Pull out the lines that start with the one containing "[pin] front bumper" and run through the last line, copying each exactly.

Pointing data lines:
• • • •
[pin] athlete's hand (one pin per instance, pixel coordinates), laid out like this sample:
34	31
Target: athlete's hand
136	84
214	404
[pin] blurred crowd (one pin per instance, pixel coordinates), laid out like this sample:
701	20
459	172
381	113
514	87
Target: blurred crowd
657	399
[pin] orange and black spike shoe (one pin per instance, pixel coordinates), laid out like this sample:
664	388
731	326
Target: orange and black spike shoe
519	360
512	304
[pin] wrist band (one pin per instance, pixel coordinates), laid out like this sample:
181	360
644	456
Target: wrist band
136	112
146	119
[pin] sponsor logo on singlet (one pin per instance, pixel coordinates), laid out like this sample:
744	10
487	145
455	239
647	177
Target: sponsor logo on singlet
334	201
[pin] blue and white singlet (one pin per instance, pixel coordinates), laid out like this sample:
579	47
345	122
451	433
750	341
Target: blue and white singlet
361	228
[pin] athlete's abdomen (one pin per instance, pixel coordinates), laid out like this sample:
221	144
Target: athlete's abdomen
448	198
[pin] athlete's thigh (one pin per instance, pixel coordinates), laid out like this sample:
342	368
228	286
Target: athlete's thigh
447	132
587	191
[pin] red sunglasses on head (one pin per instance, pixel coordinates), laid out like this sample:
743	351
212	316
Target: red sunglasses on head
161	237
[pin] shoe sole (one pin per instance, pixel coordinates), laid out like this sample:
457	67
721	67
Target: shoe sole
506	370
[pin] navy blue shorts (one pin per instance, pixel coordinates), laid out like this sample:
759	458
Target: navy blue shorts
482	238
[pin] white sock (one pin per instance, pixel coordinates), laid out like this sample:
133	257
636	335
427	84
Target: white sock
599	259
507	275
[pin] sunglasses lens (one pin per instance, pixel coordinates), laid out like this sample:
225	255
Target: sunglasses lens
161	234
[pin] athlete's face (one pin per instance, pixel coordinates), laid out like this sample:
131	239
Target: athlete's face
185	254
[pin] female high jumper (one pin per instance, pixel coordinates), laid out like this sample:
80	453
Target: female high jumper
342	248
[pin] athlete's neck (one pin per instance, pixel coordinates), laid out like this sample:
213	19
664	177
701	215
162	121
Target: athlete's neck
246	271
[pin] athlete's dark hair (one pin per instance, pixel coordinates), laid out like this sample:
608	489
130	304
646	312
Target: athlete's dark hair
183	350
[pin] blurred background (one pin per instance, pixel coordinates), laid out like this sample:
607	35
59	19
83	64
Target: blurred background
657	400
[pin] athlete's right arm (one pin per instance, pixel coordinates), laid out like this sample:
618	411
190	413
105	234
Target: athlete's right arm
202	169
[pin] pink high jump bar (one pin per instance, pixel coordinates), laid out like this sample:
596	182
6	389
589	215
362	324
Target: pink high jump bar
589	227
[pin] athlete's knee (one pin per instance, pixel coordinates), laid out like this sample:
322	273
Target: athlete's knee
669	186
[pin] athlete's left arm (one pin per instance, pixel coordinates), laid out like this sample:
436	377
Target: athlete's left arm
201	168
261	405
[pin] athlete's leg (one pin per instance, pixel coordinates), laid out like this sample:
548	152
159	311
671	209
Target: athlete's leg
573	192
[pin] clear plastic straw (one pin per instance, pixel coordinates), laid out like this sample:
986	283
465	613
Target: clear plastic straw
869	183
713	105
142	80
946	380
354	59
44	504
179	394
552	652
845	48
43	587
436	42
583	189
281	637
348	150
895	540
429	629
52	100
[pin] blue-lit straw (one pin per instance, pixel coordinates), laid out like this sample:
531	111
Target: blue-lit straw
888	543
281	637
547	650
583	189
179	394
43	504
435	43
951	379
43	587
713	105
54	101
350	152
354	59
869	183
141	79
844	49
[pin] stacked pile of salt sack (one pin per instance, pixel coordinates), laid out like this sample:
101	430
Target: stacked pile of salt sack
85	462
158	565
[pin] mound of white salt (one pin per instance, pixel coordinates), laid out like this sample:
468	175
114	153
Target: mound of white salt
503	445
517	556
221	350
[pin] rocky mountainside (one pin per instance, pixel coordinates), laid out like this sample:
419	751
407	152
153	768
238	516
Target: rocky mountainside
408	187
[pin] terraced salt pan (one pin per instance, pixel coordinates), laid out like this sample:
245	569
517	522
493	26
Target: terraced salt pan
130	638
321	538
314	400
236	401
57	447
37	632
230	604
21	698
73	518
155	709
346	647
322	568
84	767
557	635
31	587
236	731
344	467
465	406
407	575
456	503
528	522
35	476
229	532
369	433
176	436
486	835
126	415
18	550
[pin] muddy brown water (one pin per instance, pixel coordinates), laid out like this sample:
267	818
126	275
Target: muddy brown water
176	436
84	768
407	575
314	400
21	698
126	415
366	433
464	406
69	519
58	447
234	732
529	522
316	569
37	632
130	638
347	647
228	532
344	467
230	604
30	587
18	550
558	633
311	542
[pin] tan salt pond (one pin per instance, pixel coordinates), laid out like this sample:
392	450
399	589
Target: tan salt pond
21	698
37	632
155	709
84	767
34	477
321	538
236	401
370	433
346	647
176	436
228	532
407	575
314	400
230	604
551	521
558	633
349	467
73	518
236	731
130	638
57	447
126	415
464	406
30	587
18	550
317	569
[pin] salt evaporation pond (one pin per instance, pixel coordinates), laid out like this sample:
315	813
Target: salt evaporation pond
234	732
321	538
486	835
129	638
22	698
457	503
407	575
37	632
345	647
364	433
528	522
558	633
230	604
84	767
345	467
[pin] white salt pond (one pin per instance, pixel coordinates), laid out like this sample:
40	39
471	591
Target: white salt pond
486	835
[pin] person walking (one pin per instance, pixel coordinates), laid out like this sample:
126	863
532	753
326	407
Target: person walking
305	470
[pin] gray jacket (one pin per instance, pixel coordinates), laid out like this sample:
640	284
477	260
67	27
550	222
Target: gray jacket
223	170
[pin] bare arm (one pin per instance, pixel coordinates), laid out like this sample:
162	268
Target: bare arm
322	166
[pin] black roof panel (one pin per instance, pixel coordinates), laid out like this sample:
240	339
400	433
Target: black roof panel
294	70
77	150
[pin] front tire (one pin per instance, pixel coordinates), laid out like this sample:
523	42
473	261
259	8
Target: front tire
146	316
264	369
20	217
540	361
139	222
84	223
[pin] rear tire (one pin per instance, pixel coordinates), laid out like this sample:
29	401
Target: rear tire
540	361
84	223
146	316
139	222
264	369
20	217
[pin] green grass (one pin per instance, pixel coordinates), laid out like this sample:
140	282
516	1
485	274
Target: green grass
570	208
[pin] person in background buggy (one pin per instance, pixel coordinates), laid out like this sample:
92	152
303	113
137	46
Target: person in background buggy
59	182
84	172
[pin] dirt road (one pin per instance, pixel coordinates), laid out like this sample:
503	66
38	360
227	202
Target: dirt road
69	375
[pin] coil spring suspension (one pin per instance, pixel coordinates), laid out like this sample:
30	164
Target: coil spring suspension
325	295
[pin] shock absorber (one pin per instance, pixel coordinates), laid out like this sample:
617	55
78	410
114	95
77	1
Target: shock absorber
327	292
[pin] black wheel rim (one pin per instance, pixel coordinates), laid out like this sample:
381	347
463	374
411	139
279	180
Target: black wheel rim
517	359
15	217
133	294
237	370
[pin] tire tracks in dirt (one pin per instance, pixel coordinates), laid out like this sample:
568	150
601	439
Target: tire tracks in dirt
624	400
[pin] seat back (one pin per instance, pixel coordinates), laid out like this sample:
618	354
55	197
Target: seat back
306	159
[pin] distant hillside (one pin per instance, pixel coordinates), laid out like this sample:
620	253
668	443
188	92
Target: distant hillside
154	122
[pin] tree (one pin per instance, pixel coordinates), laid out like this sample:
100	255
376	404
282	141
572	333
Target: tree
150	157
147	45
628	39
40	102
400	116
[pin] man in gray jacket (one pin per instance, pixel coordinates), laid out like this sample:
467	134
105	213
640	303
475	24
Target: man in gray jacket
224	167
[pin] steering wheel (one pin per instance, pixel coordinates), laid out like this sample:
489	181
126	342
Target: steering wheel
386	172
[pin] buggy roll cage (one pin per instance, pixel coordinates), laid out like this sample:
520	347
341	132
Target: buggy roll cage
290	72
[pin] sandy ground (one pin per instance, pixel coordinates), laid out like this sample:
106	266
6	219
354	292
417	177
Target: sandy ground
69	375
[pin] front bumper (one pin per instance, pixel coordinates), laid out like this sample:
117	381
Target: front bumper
• • • •
Final answer:
[pin] front bumper (one pin per instance, pixel coordinates), laid out like this sample:
117	381
Target: front bumper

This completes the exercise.